▶ **Exercise**
Identify each line in the rows below that contains the word "hair" and copy those lines.

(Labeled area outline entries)
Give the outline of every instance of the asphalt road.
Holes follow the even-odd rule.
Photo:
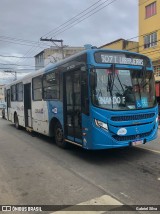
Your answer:
[[[63,150],[0,118],[0,204],[68,205],[109,195],[122,204],[160,205],[159,139],[160,130],[143,148]]]

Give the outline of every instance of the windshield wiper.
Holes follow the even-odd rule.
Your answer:
[[[112,64],[111,66],[111,72],[108,73],[108,83],[107,83],[107,91],[109,91],[111,100],[112,100],[112,108],[113,108],[113,95],[112,90],[114,86],[114,80],[115,80],[115,64]]]
[[[142,85],[143,87],[147,84],[146,83],[146,76],[147,76],[147,69],[146,69],[146,66],[144,66],[142,69],[142,80],[140,82],[140,85]]]

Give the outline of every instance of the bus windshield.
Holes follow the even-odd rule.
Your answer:
[[[146,69],[94,69],[93,105],[112,110],[151,108],[156,104],[154,74]]]

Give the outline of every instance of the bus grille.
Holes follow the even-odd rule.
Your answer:
[[[113,121],[129,121],[129,120],[142,120],[154,117],[155,114],[138,114],[138,115],[129,115],[129,116],[113,116],[111,120]]]
[[[153,131],[153,130],[152,130]],[[129,140],[138,140],[140,138],[144,138],[149,136],[152,131],[146,132],[143,134],[137,134],[137,135],[130,135],[130,136],[119,136],[119,135],[113,135],[112,137],[117,141],[129,141]]]

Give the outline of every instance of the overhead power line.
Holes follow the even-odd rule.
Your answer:
[[[5,57],[5,58],[28,58],[28,59],[31,59],[31,58],[34,58],[34,57],[24,57],[24,56],[12,56],[12,55],[1,55],[0,54],[0,57]]]

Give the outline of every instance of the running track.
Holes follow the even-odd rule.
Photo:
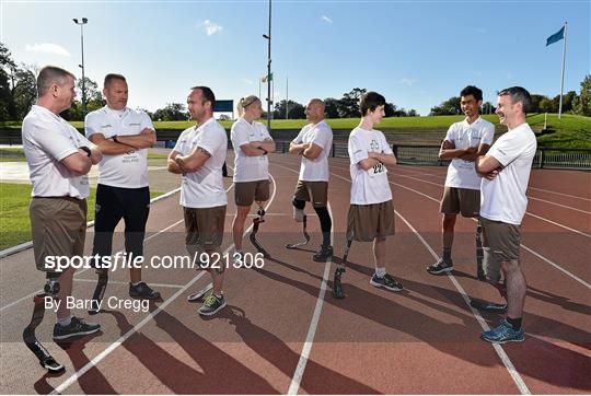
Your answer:
[[[231,161],[229,161],[231,163]],[[263,269],[227,272],[228,306],[202,319],[186,296],[208,282],[192,269],[147,269],[164,301],[149,313],[107,310],[92,317],[95,337],[57,346],[49,341],[55,315],[47,313],[37,335],[66,364],[47,375],[20,341],[31,317],[27,295],[43,282],[32,249],[0,265],[2,394],[589,394],[591,393],[591,174],[532,172],[523,222],[522,265],[528,278],[526,341],[494,347],[479,340],[495,314],[480,316],[467,296],[497,300],[474,278],[474,222],[459,219],[452,276],[425,271],[440,252],[438,201],[445,167],[390,170],[396,236],[389,238],[387,270],[405,291],[369,284],[371,245],[354,243],[345,275],[347,298],[329,295],[335,264],[311,259],[321,238],[310,207],[312,242],[291,219],[299,158],[274,154],[271,199],[259,241],[271,253]],[[335,260],[343,254],[349,202],[348,160],[331,159],[329,209]],[[229,207],[223,249],[230,248],[233,186],[225,179]],[[178,194],[154,203],[146,256],[183,255],[184,225]],[[247,221],[247,225],[251,221]],[[121,248],[121,241],[114,249]],[[92,244],[92,229],[86,249]],[[245,238],[244,247],[252,246]],[[91,270],[80,270],[77,298],[90,298]],[[111,276],[106,298],[127,295],[127,270]],[[81,316],[88,317],[85,312]]]

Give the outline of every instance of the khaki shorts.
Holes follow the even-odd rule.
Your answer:
[[[347,216],[347,240],[371,242],[394,235],[392,199],[381,203],[351,205]]]
[[[493,282],[500,280],[500,263],[519,259],[521,226],[480,218],[483,225],[483,268]]]
[[[256,201],[269,199],[269,180],[234,183],[234,201],[237,206],[250,207]]]
[[[328,182],[298,180],[293,199],[312,202],[314,208],[323,208],[328,202]]]
[[[475,218],[480,212],[480,190],[445,186],[439,211],[445,214],[462,213],[464,218]]]
[[[210,252],[223,242],[225,205],[213,208],[185,208],[185,245],[188,253]]]
[[[47,256],[82,256],[86,237],[86,200],[71,197],[34,197],[28,206],[35,265],[39,271]]]

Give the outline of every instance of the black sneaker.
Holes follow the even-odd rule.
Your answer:
[[[137,286],[129,283],[129,295],[137,299],[159,300],[160,293],[152,290],[146,282],[139,282]]]
[[[373,273],[373,277],[370,279],[370,284],[376,288],[384,288],[390,291],[401,291],[404,289],[401,282],[396,281],[390,276],[390,273],[379,277],[376,273]]]
[[[76,336],[85,336],[96,333],[101,329],[101,325],[97,323],[86,323],[83,318],[72,316],[72,321],[69,326],[61,326],[56,323],[54,326],[54,339],[66,339]]]
[[[204,305],[199,308],[199,315],[204,315],[204,316],[215,315],[218,311],[220,311],[224,306],[225,306],[225,300],[223,299],[223,294],[221,296],[217,296],[216,294],[211,293],[204,302]]]
[[[452,261],[445,261],[443,260],[443,258],[440,258],[439,260],[437,260],[436,264],[433,265],[430,265],[429,267],[427,267],[427,272],[431,273],[431,275],[440,275],[440,273],[443,273],[443,272],[451,272],[453,269],[453,263]]]
[[[313,256],[312,256],[312,259],[314,261],[317,261],[317,263],[324,263],[326,261],[328,258],[332,258],[333,257],[333,246],[325,246],[325,245],[322,245],[320,251],[316,252]]]

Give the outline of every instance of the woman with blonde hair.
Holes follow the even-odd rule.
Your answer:
[[[267,127],[255,119],[263,115],[260,100],[254,95],[239,101],[240,118],[232,125],[230,139],[234,147],[234,200],[236,214],[232,224],[234,263],[242,263],[244,222],[254,201],[259,208],[269,199],[269,160],[275,141]]]

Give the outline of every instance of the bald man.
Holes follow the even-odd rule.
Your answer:
[[[305,202],[312,202],[321,222],[322,245],[312,258],[326,261],[333,257],[331,230],[333,221],[326,208],[328,202],[328,154],[333,147],[333,130],[324,120],[324,102],[311,100],[305,106],[305,119],[310,123],[289,144],[290,154],[302,156],[300,176],[293,194],[293,219],[302,222]]]

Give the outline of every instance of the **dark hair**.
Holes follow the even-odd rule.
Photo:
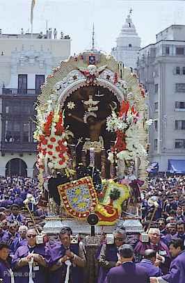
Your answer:
[[[153,257],[156,257],[156,252],[152,249],[147,249],[145,250],[144,257],[146,259],[151,259]]]
[[[165,223],[165,224],[166,224],[166,219],[165,219],[165,218],[159,218],[158,220],[157,220],[157,222],[159,223],[159,221],[163,221],[163,222]]]
[[[134,257],[134,251],[131,245],[124,244],[119,248],[120,256],[124,259],[129,259]]]
[[[4,248],[6,248],[6,249],[10,249],[9,245],[6,243],[0,242],[0,250]]]
[[[176,228],[177,229],[177,225],[184,225],[184,228],[185,228],[185,222],[182,221],[182,220],[179,220],[176,223]]]
[[[170,215],[176,215],[176,211],[175,211],[175,210],[174,210],[174,209],[172,209],[172,210],[170,210],[170,211],[169,211],[169,214]]]
[[[13,210],[13,209],[14,207],[16,207],[16,209],[19,209],[19,207],[18,204],[13,204],[11,206],[11,210]]]
[[[72,235],[72,231],[71,228],[69,227],[63,227],[60,232],[60,235],[63,235],[64,234],[67,234],[68,236]]]
[[[180,248],[181,250],[184,250],[184,241],[182,238],[176,238],[172,240],[170,242],[168,246],[170,247],[170,245],[172,245],[176,249],[179,247]]]

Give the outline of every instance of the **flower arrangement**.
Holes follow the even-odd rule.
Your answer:
[[[72,133],[65,130],[64,113],[60,110],[59,103],[54,100],[48,102],[46,113],[42,113],[40,106],[37,106],[38,124],[33,137],[38,142],[39,169],[65,168],[70,159],[67,138]]]
[[[123,101],[118,115],[114,111],[107,118],[106,129],[116,133],[116,140],[109,153],[108,159],[113,163],[113,154],[118,159],[134,160],[146,156],[147,152],[138,140],[138,121],[140,117],[134,104]]]

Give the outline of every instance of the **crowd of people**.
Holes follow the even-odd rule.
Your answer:
[[[185,176],[150,178],[140,206],[146,233],[134,245],[126,240],[123,227],[114,231],[113,243],[104,238],[95,255],[95,283],[185,282],[184,188]],[[35,200],[30,209],[39,219],[36,225],[25,211],[28,194]],[[58,241],[49,241],[42,232],[47,211],[36,204],[40,197],[36,179],[0,178],[0,282],[89,283],[83,241],[72,243],[67,227]]]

▶ **Reply**
Give the outline of every instance of the woman with blonde hair.
Give the outline of every instance of the **dark hair**.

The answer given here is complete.